* REQUIREMENT
Carry on the passage in which Halmalo is handed the green silk bow and given his orders, picking up right after its final sentence.

He handed the green silk bow to Halmalo.

“Here is my badge of command. Take it. It is important that nobody should know my name at present. But this bow will be enough. The fleur-de-lis was embroidered by Madame Royal, in the Temple prison . . . Listen carefully to this. This is the order: ‘Rise in revolt. No quarter.’ Then on the edge of the woods of Saint-Aubin give the call. You must give it three times. The third time you will see a man come out of the ground . . . This man is Planchenault, also called Coeur-de-Roi. Show him this knot. He will understand. Then go, whatever way you can, to the woods of Astillé; you will find there a knock-kneed man surnamed Mousqueton, and who shows pity to nobody. You will tell him that I love him and that he is to stir up his parishes. You will then go to the woods of Couesbon, which is one league from Ploërmel. Make the call of the owl; a man will come, out of a hole; it will be M. Thuault, seneschal of Ploërmel, who has belonged to what is called the Constitution Assembly, but on the good side. Tell him to arm the castle of Couesbon, belonging to the marquis de Guer, a refugee . . . Then go to Saint-Guen-les-Toits, and speak to Jean Chouan, who is, in my eyes, the real chief. Then go to the woods of Ville-Anglose, where you will see Guitter, called Saint-Martin. Tell him to have an eye for a certain Courmesnil, son-in-law of old Goupil de Préfeln, and who leads the Jacobins of Argentan. Remember all this well. I write nothing because nothing must be written . . . Then go to the woods of Rougefeu, where Miélette is, who leaps ravines, balancing himself on a long pole.”

* EXCERPTED RECORDS
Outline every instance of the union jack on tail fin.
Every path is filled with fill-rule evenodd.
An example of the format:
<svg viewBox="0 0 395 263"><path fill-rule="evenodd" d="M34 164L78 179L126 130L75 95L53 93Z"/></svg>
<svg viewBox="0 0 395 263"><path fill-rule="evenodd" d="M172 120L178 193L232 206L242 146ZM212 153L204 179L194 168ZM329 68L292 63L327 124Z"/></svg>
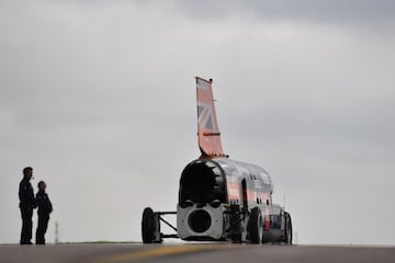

* TASK RESPONSE
I jump ahead three whole pages:

“Go to Saint-M’Hervé. There you will see Gaulier, called Grand-Pierre. Go to the district of Parné, where the men blacken their faces . . . Go to the camp of La Vache Noire, which is on a height, in the midst of the wood of La Charnie, then to the camp of L’Avoine, then to Champ Vert, then to Champ des Fourmis. Go to the Grand-Bordage, also called the Haut-du-Pré, which is inhabited by a widow whose daughter is married to Treton, called the Englishman. The Grand-Bordage is in the parish of Queslaines. You must go to Épineux-le-Chevreuil, Sillé-le-Guillaume, Parannes, and all the men in every wood . . .”

And so on to the final exchange:

“Forget nothing.”

“Have no fear.”

“Start now. God be with you. Go.”

“I will do all you have told me. I will go. I will speak the word. I will obey. I will command.” (book 3, chapter 2)

It is, of course, impossible for Halmalo to remember everything, and the reader is fully aware of it—one line later, we have already forgotten the names on the previous line. The list is tedious, but it has to be read, and reread. It is like music. Pure sound, it could be an index of names at the back of an atlas, but this frenzy of cataloging makes the Vendée into an infinity.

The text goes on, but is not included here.